DATA ROWS -
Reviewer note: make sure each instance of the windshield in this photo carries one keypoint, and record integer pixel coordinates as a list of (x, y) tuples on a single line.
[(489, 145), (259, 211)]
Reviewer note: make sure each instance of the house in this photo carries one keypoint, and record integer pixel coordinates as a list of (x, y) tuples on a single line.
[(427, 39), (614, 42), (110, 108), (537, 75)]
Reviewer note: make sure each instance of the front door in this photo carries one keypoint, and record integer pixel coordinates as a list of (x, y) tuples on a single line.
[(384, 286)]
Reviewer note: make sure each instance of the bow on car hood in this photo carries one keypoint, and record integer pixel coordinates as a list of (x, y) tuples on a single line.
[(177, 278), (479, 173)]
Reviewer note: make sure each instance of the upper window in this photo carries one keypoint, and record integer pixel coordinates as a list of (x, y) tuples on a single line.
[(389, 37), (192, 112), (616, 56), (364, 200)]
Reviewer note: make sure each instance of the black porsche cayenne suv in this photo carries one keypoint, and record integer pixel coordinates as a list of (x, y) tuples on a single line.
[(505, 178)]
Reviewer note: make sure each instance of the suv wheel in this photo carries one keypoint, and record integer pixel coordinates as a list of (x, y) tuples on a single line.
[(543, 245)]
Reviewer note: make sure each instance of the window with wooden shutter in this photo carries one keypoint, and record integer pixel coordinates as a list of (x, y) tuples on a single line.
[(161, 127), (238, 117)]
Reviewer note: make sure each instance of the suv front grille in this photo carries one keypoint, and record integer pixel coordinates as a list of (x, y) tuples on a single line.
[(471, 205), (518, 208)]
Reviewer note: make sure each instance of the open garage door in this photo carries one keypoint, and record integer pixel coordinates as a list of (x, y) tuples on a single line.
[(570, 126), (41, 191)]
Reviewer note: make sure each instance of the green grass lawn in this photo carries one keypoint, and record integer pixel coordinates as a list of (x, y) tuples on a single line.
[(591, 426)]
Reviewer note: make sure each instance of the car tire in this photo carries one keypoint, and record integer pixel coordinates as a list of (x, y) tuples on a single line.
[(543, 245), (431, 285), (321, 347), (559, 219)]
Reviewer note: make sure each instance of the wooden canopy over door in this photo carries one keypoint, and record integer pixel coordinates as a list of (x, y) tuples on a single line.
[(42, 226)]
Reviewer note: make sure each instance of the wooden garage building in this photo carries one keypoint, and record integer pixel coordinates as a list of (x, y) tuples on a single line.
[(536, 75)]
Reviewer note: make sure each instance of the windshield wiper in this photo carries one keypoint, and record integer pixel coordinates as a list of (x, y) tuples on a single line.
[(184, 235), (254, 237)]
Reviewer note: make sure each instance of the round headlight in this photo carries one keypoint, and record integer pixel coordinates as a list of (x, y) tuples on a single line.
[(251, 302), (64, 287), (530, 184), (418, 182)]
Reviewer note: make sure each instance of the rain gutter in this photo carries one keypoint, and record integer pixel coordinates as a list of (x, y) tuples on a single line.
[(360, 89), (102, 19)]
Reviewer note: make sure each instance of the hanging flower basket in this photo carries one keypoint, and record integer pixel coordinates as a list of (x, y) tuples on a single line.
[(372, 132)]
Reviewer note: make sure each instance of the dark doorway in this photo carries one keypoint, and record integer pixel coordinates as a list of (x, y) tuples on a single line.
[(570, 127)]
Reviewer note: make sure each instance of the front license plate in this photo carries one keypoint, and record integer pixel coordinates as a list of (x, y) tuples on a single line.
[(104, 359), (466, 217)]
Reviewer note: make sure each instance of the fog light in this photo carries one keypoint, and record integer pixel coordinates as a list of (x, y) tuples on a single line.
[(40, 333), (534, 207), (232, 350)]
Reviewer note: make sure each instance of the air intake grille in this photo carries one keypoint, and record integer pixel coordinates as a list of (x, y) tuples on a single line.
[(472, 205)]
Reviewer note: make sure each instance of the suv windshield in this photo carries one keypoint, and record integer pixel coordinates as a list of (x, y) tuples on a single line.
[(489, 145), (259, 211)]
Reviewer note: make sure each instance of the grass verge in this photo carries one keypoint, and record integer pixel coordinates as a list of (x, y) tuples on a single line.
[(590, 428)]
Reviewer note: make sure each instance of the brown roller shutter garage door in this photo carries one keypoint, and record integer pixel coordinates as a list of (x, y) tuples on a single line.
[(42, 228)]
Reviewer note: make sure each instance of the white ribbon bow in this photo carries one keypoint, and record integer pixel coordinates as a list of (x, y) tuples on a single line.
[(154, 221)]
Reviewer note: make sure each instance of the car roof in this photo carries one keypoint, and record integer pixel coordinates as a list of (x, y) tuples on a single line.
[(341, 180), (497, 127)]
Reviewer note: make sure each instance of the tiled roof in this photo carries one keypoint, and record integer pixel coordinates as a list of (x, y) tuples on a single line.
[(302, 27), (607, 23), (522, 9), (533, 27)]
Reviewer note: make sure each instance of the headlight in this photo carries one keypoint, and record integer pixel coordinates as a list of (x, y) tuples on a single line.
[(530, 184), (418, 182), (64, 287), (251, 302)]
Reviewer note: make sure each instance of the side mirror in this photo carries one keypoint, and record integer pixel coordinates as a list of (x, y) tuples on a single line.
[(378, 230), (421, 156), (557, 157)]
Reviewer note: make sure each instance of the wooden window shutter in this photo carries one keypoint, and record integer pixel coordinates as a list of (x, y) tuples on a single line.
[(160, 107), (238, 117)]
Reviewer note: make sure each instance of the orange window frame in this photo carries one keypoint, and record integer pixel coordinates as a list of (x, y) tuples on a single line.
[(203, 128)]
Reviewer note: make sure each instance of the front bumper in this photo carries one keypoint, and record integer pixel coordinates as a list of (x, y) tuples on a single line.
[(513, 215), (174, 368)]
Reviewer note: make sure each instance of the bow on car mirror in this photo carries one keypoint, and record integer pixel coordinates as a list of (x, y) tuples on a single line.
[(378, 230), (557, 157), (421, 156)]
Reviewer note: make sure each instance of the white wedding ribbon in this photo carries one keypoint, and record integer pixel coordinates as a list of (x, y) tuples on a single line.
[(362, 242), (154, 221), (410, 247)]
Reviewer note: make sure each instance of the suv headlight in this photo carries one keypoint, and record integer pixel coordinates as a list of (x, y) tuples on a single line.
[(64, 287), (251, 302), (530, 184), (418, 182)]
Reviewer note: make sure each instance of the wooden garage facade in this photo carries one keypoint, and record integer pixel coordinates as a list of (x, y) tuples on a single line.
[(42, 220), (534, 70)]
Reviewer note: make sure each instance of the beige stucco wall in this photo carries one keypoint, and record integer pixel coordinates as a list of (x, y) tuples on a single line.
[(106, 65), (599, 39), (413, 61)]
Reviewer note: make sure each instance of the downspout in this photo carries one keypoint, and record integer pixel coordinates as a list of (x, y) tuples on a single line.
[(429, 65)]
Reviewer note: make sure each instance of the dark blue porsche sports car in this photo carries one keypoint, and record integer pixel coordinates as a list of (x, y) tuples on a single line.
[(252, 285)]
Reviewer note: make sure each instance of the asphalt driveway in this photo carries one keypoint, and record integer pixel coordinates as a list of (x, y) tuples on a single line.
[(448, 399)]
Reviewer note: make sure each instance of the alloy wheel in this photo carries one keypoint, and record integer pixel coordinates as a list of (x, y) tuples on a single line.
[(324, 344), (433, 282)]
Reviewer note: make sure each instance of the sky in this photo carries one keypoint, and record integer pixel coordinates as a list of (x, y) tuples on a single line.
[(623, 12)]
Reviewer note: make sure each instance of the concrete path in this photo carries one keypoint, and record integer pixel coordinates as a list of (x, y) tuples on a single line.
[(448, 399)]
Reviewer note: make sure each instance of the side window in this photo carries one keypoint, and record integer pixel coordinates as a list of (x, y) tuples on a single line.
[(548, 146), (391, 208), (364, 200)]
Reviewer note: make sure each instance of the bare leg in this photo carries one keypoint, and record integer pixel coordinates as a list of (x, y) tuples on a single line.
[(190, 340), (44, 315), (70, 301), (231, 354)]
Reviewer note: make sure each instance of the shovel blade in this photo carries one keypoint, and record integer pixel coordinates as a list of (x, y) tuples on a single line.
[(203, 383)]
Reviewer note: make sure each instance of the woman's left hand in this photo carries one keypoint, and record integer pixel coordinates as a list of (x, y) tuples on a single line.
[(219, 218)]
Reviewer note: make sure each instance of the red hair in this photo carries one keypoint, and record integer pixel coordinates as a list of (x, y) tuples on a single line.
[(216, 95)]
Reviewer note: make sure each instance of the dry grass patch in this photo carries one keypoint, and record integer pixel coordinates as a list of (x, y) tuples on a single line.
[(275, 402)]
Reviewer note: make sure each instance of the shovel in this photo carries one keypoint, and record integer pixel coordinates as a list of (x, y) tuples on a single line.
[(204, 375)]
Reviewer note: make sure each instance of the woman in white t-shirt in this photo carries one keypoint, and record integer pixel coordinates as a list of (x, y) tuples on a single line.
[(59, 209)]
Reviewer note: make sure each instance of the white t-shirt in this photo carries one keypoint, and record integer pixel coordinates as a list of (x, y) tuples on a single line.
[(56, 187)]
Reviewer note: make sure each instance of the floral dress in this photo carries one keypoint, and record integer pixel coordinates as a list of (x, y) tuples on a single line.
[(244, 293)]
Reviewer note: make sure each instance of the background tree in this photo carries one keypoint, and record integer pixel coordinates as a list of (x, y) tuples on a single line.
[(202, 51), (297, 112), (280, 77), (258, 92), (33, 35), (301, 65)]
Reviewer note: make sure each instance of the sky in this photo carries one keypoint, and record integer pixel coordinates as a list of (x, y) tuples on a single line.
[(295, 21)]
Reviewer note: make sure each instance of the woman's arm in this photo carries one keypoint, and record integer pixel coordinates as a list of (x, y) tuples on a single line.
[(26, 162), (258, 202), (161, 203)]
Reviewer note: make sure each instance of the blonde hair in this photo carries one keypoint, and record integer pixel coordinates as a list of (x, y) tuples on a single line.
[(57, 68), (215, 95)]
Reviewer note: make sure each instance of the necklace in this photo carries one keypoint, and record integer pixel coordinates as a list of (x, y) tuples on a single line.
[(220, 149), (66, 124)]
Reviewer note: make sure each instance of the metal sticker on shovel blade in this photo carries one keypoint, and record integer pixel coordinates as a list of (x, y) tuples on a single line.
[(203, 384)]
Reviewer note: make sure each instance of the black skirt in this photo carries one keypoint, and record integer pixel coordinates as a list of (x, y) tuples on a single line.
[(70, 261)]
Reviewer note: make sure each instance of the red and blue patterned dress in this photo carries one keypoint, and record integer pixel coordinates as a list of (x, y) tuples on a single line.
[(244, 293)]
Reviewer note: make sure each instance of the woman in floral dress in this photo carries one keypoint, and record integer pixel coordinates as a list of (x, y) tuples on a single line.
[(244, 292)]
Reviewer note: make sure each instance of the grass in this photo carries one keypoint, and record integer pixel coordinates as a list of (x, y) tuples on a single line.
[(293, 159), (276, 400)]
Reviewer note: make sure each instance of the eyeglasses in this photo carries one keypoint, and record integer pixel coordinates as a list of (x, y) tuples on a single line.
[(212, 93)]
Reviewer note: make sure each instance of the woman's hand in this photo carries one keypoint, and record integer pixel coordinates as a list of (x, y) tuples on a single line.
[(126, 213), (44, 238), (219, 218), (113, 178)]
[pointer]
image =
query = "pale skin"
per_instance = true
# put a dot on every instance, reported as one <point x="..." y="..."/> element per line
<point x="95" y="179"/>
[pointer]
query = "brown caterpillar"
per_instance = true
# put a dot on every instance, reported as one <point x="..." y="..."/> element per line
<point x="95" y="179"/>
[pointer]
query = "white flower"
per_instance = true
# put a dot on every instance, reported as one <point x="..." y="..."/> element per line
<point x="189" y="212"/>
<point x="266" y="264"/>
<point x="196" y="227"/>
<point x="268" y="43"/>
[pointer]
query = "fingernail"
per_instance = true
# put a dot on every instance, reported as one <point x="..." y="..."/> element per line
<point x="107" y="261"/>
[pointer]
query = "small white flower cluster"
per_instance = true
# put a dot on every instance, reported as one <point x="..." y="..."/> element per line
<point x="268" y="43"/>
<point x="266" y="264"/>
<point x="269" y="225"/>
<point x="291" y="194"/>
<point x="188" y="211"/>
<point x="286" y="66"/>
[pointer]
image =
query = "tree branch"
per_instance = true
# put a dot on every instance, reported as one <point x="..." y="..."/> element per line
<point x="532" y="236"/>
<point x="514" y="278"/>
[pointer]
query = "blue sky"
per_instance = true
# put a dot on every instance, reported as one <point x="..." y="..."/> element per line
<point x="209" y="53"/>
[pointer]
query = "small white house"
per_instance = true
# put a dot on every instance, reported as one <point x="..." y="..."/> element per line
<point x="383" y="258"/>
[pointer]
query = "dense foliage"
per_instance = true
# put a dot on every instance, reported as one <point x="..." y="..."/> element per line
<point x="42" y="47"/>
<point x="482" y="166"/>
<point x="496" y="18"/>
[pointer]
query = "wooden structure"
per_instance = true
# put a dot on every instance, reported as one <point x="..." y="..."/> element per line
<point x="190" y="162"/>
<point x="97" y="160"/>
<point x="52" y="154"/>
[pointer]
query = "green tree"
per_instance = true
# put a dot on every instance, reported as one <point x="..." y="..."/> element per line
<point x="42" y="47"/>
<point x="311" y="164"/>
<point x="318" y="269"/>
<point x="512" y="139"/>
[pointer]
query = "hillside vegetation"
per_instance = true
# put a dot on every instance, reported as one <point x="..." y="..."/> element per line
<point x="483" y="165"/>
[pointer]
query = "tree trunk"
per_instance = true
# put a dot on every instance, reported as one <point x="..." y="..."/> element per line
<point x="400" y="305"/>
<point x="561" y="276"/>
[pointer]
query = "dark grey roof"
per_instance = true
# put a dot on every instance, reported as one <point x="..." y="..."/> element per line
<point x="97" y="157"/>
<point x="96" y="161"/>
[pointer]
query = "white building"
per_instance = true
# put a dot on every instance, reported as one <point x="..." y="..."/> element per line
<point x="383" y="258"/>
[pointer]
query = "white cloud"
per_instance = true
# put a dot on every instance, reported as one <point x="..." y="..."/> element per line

GIVEN INSTRUCTION -
Render the rows as a JSON list of strings, one string per line with blank lines left out, taking every line from the start of the rows through the line holding "[(384, 286)]", inclusive.

CORRECT RESULT -
[
  "Reviewer note: make sure each instance of the windshield in this photo carries one keypoint, and record integer pixel coordinates as a list of (x, y) tuples on a single line.",
  "[(489, 145), (259, 211)]",
  "Reviewer note: make sure each instance of the house in this photo carries one keypoint, and record integer pixel coordinates as a list of (x, y) tuples on a single line.",
  "[(427, 39), (614, 42), (110, 108), (537, 75)]",
  "Reviewer note: make sure each instance of the front door in this photo carries one keypoint, and record integer pixel coordinates as a list of (x, y) tuples on a single line.",
  "[(384, 286)]"
]